(Source data)

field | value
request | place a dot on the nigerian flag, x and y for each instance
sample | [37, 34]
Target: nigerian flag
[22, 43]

TO DO -> Print each record word for word.

SOLUTION TO THIS TASK ->
field | value
request | place a dot on the nigerian flag, x and y for each instance
sample | [37, 34]
Target: nigerian flag
[22, 43]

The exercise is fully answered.